(Description of the task): In the data that follows, determine how many lines contain the word "below", and give only that number.

-- Opening Marker --

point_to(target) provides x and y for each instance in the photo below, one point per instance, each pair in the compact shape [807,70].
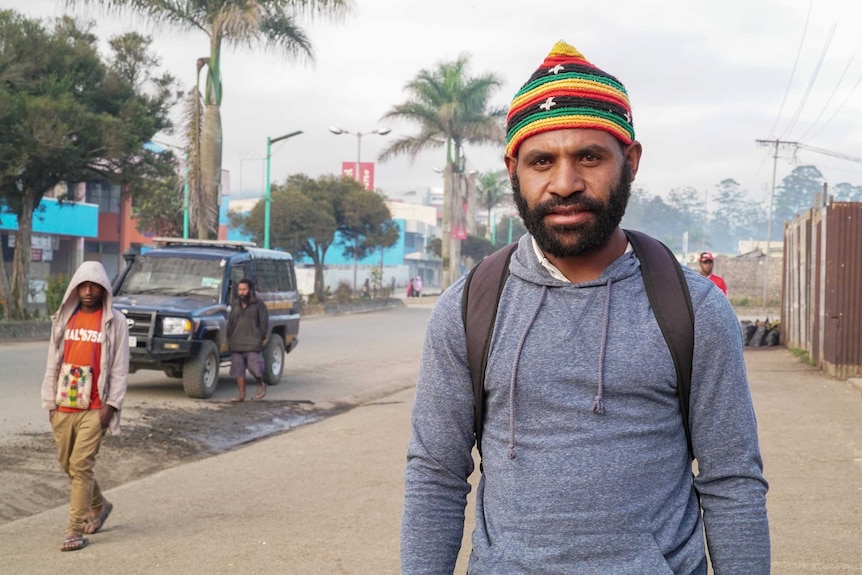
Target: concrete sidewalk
[326,498]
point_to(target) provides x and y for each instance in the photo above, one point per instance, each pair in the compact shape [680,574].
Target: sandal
[73,542]
[94,525]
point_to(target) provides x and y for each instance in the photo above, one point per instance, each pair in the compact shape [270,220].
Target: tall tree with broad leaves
[238,23]
[67,116]
[450,108]
[492,188]
[308,216]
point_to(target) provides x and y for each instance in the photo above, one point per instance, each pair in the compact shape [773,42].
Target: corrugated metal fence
[821,303]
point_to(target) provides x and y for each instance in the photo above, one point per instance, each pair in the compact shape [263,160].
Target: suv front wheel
[200,372]
[273,360]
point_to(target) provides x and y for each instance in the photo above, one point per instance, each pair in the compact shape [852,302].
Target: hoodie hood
[87,272]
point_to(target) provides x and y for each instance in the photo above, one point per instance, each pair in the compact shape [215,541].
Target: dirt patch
[152,439]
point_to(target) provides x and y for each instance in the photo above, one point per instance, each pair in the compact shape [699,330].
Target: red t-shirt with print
[82,345]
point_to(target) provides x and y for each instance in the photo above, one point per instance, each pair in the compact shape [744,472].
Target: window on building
[104,195]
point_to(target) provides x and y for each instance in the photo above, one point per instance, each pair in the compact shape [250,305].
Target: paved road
[338,357]
[326,498]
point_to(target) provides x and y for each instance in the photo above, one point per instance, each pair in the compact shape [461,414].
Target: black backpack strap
[666,288]
[479,302]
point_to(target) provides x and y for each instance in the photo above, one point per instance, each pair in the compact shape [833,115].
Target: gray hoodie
[114,365]
[565,488]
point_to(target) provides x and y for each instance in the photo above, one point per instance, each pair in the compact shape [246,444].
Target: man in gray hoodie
[586,467]
[83,390]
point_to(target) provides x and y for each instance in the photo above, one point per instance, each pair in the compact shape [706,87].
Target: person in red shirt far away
[706,262]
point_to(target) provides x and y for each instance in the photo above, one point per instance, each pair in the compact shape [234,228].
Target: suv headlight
[176,326]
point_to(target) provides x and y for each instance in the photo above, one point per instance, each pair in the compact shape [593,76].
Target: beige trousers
[78,436]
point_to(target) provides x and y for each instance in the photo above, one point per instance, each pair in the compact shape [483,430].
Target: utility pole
[776,144]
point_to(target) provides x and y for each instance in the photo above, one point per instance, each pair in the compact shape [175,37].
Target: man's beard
[577,239]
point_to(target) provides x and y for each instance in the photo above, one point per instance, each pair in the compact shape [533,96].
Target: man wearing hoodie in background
[83,390]
[585,463]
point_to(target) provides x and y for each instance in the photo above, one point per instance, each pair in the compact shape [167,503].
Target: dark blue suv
[176,299]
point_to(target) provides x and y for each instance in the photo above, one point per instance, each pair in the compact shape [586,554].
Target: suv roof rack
[195,242]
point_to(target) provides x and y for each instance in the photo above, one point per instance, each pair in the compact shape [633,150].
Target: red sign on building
[366,173]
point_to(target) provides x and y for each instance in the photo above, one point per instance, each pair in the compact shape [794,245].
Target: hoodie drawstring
[599,405]
[511,449]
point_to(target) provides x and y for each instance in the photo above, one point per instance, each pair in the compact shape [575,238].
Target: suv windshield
[174,277]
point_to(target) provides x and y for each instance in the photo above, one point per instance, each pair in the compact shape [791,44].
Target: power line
[829,100]
[813,79]
[793,71]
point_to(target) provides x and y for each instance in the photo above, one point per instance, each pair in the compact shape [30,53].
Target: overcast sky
[705,78]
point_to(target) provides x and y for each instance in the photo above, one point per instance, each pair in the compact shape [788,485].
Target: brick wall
[745,276]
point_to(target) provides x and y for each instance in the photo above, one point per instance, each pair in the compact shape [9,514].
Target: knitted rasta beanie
[568,92]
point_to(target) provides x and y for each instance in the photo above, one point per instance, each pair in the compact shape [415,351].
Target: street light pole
[267,195]
[338,131]
[186,200]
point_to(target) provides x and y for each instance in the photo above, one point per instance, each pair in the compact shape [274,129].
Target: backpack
[666,289]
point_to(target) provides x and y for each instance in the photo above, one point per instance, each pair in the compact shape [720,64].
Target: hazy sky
[705,80]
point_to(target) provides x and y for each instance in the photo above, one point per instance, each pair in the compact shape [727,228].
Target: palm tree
[271,23]
[450,108]
[491,188]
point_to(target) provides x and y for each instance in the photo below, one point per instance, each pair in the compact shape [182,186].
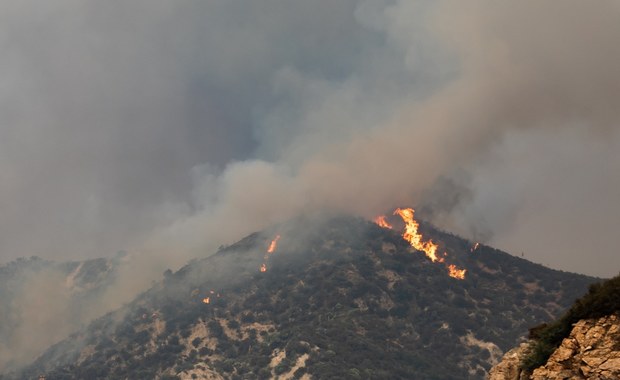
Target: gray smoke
[169,128]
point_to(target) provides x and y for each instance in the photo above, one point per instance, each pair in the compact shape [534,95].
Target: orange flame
[381,222]
[414,237]
[273,245]
[454,272]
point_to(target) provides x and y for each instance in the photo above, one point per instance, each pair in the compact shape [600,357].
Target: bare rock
[592,351]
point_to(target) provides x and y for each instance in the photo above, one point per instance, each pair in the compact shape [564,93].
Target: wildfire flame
[272,248]
[414,237]
[273,245]
[381,222]
[453,271]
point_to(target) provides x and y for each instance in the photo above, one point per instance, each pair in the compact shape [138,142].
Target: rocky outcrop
[591,351]
[509,367]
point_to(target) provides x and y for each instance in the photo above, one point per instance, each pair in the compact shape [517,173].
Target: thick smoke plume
[169,128]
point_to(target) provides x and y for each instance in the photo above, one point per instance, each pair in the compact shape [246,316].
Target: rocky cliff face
[592,351]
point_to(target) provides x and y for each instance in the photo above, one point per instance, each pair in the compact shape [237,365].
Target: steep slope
[42,301]
[583,343]
[339,298]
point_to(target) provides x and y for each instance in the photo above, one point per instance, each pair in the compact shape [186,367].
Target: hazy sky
[177,126]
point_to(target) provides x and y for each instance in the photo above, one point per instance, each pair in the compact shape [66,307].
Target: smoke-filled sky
[172,127]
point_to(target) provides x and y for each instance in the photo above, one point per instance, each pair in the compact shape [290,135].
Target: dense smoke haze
[169,128]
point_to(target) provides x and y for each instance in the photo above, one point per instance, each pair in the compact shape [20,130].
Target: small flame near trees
[272,248]
[415,238]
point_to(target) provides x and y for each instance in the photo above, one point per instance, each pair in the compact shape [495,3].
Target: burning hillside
[417,241]
[344,298]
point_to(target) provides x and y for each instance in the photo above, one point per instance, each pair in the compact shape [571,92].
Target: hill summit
[337,297]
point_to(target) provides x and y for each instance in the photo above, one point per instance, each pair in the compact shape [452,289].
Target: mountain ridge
[340,280]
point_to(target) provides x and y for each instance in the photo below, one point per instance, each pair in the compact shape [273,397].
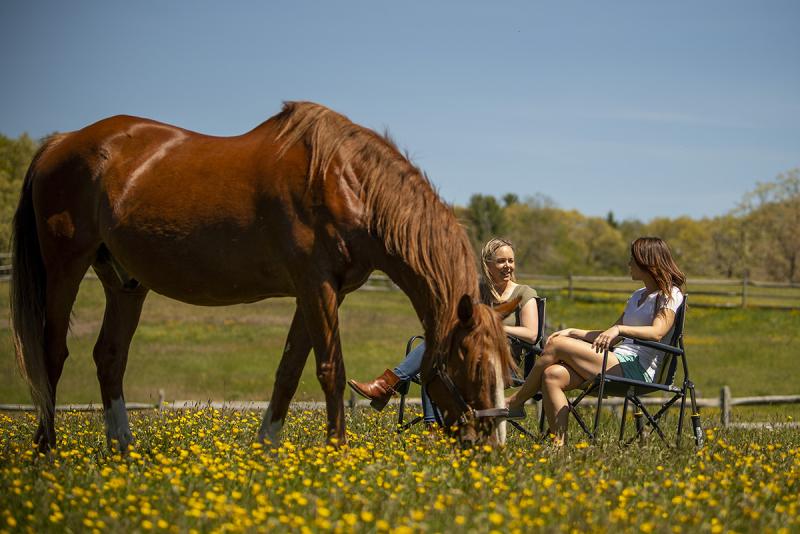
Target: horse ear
[466,311]
[505,309]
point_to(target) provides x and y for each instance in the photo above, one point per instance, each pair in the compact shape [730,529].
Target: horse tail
[28,290]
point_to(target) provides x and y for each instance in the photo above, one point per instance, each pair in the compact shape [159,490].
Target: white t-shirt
[643,315]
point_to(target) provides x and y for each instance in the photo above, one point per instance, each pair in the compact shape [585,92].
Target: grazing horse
[307,205]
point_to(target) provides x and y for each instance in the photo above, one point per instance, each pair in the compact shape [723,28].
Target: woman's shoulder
[675,298]
[525,292]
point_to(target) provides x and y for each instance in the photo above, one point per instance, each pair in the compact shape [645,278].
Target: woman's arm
[528,323]
[661,325]
[589,336]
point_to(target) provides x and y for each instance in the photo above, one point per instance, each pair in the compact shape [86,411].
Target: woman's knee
[555,345]
[556,375]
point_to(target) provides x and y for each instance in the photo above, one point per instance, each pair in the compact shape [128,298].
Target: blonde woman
[498,285]
[572,356]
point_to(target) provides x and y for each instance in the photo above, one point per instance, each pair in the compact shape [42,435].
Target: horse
[305,205]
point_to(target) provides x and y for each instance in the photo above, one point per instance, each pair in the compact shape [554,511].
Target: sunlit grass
[201,470]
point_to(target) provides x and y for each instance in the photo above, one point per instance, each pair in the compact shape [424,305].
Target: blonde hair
[488,254]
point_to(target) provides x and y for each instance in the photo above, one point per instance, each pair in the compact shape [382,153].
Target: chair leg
[579,419]
[541,418]
[622,421]
[680,417]
[696,426]
[401,410]
[637,417]
[522,429]
[597,412]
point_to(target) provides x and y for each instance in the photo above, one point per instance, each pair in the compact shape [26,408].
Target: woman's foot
[379,391]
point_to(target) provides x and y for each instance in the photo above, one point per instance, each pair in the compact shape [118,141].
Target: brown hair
[653,256]
[488,254]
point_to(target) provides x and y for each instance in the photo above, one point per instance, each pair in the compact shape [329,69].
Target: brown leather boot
[379,390]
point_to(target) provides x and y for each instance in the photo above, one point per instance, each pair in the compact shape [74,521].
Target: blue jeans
[409,368]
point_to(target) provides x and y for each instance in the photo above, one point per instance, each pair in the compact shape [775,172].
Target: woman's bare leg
[576,353]
[557,379]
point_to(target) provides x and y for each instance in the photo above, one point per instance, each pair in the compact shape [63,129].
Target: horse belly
[212,270]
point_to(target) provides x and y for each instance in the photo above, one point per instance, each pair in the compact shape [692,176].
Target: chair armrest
[514,340]
[655,345]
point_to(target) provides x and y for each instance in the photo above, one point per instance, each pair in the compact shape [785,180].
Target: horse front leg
[295,354]
[321,313]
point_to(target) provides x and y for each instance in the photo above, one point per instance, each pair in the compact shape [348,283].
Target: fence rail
[713,293]
[725,402]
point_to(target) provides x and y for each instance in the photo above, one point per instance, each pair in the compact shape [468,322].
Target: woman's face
[501,267]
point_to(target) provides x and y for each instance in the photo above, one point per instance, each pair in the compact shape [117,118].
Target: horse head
[467,378]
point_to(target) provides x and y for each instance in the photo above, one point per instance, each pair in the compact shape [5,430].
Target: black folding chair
[604,385]
[528,354]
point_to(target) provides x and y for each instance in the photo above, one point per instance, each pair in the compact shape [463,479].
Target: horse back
[191,215]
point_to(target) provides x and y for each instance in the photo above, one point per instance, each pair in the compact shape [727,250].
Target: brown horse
[305,205]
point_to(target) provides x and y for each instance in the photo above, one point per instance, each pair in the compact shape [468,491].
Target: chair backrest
[669,365]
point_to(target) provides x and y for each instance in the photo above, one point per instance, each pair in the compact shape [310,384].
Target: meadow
[231,353]
[201,470]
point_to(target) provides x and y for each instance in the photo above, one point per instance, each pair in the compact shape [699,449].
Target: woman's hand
[567,332]
[605,339]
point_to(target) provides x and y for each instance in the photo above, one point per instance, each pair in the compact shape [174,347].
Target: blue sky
[643,108]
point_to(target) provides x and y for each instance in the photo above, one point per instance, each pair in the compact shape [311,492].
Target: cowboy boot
[379,390]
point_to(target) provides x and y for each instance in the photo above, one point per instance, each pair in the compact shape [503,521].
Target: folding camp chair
[528,354]
[604,385]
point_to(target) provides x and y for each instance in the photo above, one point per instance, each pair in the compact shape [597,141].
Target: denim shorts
[630,367]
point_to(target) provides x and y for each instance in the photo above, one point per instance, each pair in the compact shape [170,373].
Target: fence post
[744,290]
[725,406]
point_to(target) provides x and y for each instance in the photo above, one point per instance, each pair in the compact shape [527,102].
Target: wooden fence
[725,402]
[712,293]
[706,293]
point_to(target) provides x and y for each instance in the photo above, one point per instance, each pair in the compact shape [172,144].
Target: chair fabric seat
[619,386]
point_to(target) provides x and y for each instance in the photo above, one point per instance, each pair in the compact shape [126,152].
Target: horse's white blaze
[270,430]
[499,400]
[117,426]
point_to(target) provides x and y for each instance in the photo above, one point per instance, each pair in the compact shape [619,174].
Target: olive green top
[527,293]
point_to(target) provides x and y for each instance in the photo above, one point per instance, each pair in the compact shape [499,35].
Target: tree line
[759,237]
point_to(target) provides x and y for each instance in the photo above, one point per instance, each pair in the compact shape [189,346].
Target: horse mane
[421,232]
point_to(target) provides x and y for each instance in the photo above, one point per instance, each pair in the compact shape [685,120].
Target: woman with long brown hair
[572,356]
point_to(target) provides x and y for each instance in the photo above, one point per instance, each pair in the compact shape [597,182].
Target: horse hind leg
[62,283]
[123,309]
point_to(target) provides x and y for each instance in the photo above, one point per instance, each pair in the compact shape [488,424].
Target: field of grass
[199,470]
[231,353]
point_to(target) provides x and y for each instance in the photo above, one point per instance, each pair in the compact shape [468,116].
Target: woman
[498,285]
[571,356]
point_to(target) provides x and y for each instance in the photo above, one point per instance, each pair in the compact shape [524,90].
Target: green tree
[772,214]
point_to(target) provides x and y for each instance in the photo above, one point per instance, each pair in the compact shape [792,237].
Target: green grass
[231,353]
[199,470]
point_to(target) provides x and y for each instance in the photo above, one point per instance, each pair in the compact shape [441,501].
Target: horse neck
[436,309]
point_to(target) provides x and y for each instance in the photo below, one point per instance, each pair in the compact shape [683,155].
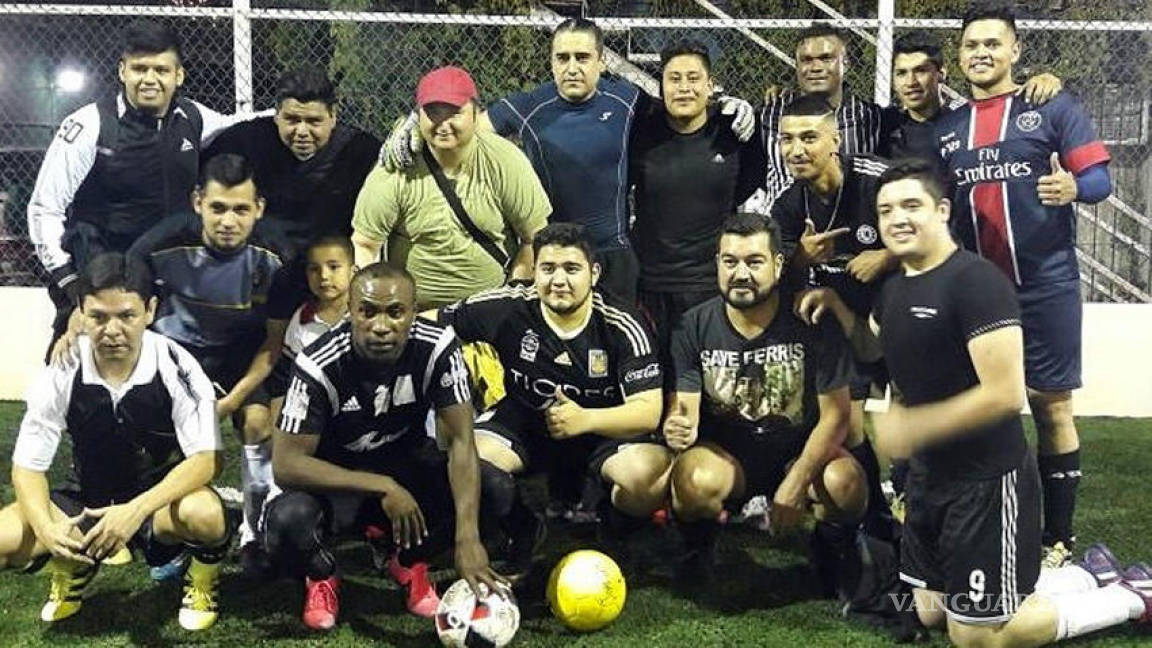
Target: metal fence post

-- Closing Marker --

(Result of this task): 4